(Stored dataset items)
###
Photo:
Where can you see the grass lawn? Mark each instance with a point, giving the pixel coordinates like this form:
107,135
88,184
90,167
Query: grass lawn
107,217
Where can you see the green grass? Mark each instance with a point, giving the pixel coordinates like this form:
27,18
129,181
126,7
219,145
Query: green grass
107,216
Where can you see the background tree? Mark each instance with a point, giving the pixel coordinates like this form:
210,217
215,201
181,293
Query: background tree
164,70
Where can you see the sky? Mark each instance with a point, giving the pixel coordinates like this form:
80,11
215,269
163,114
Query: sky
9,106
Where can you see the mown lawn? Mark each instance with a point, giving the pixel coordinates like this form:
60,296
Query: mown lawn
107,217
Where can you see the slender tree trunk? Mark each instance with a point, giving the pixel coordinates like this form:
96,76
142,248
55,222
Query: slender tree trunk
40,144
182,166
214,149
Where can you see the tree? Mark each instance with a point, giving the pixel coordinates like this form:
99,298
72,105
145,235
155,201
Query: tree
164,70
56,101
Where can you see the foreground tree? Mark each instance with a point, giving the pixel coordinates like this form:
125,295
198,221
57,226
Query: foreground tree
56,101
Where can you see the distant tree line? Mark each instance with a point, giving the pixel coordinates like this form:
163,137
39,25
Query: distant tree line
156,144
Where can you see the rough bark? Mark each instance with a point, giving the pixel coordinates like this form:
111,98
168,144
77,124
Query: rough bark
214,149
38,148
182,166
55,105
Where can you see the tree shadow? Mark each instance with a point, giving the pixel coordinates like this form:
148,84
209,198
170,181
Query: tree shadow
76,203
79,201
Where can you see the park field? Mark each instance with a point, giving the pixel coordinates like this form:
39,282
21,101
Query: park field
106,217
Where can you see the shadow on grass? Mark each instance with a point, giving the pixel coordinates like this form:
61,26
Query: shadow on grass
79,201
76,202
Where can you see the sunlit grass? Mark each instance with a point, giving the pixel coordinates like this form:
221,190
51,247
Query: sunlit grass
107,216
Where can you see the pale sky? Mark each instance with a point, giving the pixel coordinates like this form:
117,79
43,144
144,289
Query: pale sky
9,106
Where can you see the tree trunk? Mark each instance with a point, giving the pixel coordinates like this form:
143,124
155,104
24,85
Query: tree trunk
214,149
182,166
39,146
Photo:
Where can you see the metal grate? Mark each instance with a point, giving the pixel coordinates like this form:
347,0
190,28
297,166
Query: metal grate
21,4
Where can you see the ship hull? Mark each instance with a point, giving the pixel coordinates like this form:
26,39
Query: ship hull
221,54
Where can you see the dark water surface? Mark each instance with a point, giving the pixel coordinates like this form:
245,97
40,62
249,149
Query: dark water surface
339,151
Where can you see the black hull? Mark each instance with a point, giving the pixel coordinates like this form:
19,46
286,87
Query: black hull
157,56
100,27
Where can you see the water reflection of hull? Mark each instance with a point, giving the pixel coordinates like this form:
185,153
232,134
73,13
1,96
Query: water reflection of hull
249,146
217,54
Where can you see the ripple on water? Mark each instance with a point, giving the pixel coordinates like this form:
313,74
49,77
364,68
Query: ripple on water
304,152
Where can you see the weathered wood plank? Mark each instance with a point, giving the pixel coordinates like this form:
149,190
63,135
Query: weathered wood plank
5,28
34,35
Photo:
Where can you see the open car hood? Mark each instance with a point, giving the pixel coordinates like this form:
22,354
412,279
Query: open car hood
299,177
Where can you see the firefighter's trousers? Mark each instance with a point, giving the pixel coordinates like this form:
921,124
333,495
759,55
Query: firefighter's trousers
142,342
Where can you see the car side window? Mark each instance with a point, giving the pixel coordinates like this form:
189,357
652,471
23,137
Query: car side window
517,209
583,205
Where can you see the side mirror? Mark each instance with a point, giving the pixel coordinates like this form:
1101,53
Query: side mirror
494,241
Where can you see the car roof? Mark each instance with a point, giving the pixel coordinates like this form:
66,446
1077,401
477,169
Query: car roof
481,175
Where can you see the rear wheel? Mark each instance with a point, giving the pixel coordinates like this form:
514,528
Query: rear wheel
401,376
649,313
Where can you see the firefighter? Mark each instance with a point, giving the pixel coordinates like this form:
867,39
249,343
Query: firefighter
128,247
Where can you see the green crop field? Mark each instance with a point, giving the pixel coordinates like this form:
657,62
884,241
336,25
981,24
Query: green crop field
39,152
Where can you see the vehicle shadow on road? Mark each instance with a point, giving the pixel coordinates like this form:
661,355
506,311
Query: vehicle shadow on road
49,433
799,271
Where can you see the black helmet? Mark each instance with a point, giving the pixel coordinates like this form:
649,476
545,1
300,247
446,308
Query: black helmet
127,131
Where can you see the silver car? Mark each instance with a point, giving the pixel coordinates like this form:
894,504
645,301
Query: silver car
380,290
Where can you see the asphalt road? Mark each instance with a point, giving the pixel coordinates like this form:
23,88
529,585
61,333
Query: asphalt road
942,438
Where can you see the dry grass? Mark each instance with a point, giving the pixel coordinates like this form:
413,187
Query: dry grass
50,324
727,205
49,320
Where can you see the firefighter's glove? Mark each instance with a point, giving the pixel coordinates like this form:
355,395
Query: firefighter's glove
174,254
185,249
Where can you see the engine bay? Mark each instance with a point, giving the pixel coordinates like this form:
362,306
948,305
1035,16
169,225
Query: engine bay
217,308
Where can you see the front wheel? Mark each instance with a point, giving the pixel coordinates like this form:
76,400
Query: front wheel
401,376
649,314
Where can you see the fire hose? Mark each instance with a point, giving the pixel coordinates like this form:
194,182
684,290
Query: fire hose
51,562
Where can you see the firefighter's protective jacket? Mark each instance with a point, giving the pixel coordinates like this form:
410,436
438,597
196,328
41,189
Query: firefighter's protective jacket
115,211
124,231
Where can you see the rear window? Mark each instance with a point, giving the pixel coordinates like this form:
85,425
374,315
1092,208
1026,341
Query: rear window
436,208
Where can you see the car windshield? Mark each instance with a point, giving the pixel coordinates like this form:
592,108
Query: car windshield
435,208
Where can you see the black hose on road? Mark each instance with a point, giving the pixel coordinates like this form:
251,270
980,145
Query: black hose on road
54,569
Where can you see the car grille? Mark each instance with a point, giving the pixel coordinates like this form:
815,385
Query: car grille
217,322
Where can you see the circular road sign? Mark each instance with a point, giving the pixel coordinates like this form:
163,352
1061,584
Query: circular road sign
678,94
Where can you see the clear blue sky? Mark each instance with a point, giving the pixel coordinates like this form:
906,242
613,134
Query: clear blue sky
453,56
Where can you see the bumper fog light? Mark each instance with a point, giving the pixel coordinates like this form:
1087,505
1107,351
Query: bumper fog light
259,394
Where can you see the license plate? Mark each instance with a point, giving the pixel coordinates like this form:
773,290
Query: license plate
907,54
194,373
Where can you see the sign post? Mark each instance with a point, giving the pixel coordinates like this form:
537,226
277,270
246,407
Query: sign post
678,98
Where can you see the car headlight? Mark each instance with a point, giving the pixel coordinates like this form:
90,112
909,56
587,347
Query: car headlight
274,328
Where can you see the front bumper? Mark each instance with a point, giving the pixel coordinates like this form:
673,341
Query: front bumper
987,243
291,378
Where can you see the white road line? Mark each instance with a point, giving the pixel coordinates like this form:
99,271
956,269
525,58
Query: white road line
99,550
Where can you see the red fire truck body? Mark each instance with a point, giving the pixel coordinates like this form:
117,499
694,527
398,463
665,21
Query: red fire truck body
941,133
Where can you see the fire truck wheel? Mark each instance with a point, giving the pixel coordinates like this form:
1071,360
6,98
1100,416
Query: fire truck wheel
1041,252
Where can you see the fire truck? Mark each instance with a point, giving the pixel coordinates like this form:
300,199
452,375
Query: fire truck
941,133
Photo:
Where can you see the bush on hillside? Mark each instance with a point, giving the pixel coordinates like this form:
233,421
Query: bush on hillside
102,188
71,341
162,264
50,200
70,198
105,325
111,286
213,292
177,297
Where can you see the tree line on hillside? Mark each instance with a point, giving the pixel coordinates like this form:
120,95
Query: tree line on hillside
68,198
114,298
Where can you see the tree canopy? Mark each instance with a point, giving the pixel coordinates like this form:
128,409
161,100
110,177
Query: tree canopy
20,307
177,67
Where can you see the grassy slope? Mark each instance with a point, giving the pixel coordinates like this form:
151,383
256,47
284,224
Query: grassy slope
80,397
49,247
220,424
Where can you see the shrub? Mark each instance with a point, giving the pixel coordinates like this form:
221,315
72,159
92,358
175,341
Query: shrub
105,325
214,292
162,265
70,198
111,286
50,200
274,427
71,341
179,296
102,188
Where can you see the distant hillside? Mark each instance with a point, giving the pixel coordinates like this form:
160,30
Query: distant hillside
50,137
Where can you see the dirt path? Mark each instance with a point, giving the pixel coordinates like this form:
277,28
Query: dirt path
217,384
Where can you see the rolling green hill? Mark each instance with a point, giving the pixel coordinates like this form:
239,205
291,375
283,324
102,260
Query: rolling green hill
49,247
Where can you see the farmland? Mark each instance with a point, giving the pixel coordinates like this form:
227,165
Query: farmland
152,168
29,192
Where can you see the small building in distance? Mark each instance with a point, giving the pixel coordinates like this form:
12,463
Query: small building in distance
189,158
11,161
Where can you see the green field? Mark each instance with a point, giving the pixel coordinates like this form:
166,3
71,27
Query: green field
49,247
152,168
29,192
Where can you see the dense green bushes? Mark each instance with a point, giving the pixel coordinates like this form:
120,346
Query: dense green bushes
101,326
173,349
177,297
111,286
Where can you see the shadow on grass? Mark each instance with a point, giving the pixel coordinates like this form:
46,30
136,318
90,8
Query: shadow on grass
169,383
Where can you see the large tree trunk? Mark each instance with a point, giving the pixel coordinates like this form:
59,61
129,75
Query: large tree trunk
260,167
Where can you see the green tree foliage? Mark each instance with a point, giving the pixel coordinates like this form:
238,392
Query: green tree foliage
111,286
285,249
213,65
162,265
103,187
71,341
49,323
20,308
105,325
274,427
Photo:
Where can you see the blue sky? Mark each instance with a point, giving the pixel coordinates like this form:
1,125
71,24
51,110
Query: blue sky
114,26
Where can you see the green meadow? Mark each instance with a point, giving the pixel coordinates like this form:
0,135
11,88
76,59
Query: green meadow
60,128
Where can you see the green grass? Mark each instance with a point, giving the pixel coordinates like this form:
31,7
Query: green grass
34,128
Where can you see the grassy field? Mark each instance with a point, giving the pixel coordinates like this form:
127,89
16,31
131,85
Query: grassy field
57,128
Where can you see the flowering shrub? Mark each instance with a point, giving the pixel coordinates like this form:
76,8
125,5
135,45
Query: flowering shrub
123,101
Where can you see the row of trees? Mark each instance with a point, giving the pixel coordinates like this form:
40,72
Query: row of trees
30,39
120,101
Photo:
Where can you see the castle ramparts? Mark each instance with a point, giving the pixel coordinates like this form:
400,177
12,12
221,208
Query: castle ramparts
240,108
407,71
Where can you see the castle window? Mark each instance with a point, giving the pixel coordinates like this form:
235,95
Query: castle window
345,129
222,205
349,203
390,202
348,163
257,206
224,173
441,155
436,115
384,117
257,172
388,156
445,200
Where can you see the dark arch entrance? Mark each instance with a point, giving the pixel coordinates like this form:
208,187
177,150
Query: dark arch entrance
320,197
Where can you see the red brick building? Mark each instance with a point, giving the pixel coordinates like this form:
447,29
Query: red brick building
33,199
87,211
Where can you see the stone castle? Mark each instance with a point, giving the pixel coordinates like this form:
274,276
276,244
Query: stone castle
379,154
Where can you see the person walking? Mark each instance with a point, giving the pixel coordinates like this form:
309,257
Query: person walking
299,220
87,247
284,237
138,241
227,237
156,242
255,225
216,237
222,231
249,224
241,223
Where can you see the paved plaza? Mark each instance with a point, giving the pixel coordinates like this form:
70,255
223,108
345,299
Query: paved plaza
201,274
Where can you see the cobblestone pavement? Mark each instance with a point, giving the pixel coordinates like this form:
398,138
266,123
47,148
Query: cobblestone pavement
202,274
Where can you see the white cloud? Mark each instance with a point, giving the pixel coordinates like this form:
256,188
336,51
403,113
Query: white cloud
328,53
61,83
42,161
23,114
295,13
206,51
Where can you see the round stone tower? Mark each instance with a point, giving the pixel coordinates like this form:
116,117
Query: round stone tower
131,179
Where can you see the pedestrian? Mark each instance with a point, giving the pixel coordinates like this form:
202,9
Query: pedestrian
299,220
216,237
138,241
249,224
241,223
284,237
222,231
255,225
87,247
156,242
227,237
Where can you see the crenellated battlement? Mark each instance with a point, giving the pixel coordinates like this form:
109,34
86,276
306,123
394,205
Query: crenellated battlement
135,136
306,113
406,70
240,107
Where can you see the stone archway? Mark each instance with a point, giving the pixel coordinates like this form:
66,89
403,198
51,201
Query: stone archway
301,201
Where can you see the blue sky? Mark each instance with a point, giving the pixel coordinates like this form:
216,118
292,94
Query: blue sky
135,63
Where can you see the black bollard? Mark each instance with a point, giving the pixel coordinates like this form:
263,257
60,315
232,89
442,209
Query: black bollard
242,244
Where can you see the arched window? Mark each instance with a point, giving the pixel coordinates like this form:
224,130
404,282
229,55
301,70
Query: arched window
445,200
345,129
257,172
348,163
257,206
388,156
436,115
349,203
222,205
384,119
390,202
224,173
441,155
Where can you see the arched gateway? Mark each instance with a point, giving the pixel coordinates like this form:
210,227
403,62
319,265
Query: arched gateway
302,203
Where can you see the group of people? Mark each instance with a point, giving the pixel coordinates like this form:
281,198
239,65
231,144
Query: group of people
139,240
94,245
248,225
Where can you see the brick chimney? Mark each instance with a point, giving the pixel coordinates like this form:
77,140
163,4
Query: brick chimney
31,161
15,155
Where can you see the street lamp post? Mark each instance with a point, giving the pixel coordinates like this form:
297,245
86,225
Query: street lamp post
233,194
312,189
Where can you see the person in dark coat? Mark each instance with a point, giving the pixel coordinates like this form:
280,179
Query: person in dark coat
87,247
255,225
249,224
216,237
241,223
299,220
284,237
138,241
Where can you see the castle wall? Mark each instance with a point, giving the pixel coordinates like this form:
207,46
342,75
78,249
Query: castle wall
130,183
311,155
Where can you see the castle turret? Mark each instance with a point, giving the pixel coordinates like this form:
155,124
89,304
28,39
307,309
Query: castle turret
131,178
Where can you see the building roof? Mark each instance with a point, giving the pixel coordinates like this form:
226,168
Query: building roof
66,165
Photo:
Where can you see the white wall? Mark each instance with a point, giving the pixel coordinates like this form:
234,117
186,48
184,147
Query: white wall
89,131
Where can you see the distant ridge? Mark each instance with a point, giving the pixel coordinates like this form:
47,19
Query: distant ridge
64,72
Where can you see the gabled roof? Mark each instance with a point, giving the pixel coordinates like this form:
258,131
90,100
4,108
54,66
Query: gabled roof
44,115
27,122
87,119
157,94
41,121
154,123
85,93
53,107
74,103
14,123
###
Output exactly the lines between the one containing "Where can you see the castle turret?" and the final line above, both inclusive.

Reply to the exercise →
Where can you see the castle turret? Mark each instance with a point, giving the pixel coordinates like this form:
155,124
89,304
28,39
307,309
Query: castle turret
131,178
Where can you see the building roof? Mark each instance with a point, giving the pixel coordinates like this form:
226,168
Query: building roof
66,165
Photo:
Where can you see the white wall? Mark each instance with a point, giving the pixel coordinates like this form:
234,117
186,48
184,147
Query: white wall
89,131
Where can you see the distant ridge? Mark each instance with a point, giving the pixel coordinates like this form:
47,19
Query: distant ridge
64,72
Where can you see the gabled roof? Mark each instance with a point, giving the pixel coordinates like this form:
258,131
90,100
4,108
54,66
Query: gabled roof
44,115
27,122
87,119
157,94
41,121
154,123
85,93
53,107
74,103
14,123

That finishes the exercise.